Switch "sample" to "template" throughout the records below and leave every other line unchanged.

● ● ●

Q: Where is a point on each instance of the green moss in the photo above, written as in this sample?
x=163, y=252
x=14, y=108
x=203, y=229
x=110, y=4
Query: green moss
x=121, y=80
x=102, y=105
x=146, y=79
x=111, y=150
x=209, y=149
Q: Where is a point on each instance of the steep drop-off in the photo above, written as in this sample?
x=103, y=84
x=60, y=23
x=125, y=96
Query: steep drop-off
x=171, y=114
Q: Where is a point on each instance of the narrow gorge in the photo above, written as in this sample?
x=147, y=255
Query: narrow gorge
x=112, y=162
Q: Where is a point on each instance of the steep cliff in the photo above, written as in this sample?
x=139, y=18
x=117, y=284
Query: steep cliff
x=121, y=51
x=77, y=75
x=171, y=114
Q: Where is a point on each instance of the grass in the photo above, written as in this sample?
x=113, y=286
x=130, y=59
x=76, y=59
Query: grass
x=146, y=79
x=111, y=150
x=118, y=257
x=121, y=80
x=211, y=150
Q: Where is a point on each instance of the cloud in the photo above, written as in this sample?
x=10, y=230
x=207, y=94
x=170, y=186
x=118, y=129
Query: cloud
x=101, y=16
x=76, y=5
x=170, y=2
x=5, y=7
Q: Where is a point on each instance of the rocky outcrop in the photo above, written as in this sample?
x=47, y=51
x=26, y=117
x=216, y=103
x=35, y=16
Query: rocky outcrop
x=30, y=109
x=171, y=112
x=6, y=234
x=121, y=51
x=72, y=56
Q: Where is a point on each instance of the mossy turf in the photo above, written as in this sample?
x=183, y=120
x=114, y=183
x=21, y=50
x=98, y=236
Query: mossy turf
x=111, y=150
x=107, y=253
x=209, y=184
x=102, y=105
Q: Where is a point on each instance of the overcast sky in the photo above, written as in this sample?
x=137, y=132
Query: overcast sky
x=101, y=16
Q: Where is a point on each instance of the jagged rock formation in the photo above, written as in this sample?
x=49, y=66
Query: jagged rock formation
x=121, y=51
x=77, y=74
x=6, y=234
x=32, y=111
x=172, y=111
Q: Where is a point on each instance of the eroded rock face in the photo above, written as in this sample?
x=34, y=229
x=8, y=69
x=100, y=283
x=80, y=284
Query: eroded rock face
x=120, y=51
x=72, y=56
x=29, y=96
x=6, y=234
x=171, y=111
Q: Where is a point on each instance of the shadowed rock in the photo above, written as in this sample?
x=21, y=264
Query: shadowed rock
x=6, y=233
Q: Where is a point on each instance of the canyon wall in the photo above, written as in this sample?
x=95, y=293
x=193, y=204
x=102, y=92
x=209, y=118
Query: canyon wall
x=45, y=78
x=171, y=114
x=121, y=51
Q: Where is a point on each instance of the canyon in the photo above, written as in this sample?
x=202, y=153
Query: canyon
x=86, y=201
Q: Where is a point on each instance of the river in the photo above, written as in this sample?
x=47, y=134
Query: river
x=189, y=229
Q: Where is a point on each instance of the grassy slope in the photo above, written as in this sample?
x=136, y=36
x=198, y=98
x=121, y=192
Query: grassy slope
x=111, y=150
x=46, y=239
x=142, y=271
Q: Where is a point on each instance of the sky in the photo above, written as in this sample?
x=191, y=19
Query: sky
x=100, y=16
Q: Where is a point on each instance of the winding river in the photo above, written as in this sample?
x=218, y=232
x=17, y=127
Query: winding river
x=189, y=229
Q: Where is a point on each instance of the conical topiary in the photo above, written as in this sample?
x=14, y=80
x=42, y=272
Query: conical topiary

● ● ●

Written answer =>
Q: Where is a point on each instance of the green moss in the photo above, written as in this template?
x=163, y=252
x=14, y=108
x=203, y=229
x=110, y=4
Query: green moss
x=121, y=80
x=102, y=105
x=146, y=79
x=111, y=150
x=209, y=149
Q: Where is a point on each instance of the steep drop-off in the photo above, written as in this template?
x=103, y=84
x=60, y=23
x=125, y=96
Query: steep drop-off
x=171, y=114
Q: Where is a point on each instance of the narrow gorge in the photo above, written as in this template?
x=147, y=255
Query: narrow gorge
x=112, y=162
Q: Where is a point on each instance of the steep cliff in the photo above, written as in this template?
x=139, y=18
x=117, y=284
Query: steep cliff
x=121, y=51
x=77, y=75
x=171, y=114
Q: Where is a point on each instance of the grass in the photo above, written as in this template?
x=113, y=286
x=130, y=59
x=76, y=59
Query: grass
x=146, y=79
x=111, y=150
x=118, y=257
x=121, y=80
x=211, y=150
Q: Where is a point on each instance of the cloud in the photo above, written as in this template?
x=10, y=230
x=207, y=94
x=170, y=186
x=118, y=129
Query: cloud
x=101, y=16
x=76, y=5
x=170, y=2
x=5, y=7
Q: Where is a point on each instance of the rocky outcrop in the photo above, written as in this template?
x=47, y=51
x=26, y=117
x=216, y=103
x=35, y=16
Query: rocky outcrop
x=30, y=109
x=171, y=112
x=6, y=234
x=121, y=51
x=72, y=56
Q: Where is a point on each instance of the mossy turf in the photo above, written as in this template?
x=183, y=120
x=114, y=183
x=21, y=50
x=98, y=236
Query: mossy turf
x=111, y=150
x=107, y=253
x=209, y=184
x=102, y=105
Q: Where is a point on each instance of the overcast sky in the photo above, written as in this template?
x=137, y=132
Query: overcast sky
x=101, y=16
Q: Where is a point on each instance of the jagged rock formation in the photo above, written as in this template?
x=49, y=66
Query: jagged rock formation
x=121, y=51
x=77, y=74
x=6, y=234
x=32, y=111
x=172, y=111
Q: Where is a point on each instance of the eroded rock face in the photo above, written as in this template?
x=34, y=229
x=8, y=69
x=100, y=283
x=80, y=284
Query: eroded rock face
x=120, y=51
x=72, y=56
x=29, y=96
x=6, y=234
x=171, y=111
Q: Where is a point on each instance of the shadowed rock in the photo above, written as in this template?
x=21, y=264
Query: shadowed rock
x=6, y=233
Q: Where is a point on each instance of the canyon wall in the photo above, written as in this template?
x=95, y=293
x=193, y=204
x=102, y=92
x=209, y=118
Query: canyon wall
x=45, y=78
x=171, y=114
x=121, y=51
Q: Where is a point on each instance of the canyon in the photo above, written as in this template?
x=202, y=153
Query: canyon
x=86, y=201
Q: Where is a point on each instance of the river in the photo above, written as in this template?
x=47, y=134
Query: river
x=189, y=229
Q: Where is a point on each instance of the grassy slope in the photo above, written as in this template?
x=136, y=36
x=198, y=98
x=121, y=192
Query: grassy slope
x=111, y=150
x=46, y=239
x=142, y=271
Q: Where is a point on each instance of the sky in the photo above, written as in this template?
x=191, y=19
Query: sky
x=100, y=16
Q: Where is a point on each instance of the winding river in the photo above, written as in this template?
x=218, y=232
x=17, y=127
Query: winding river
x=189, y=229
Q: Where is a point on each instance of the conical topiary in the photo above, written as in this template?
x=14, y=80
x=42, y=272
Query: conical topiary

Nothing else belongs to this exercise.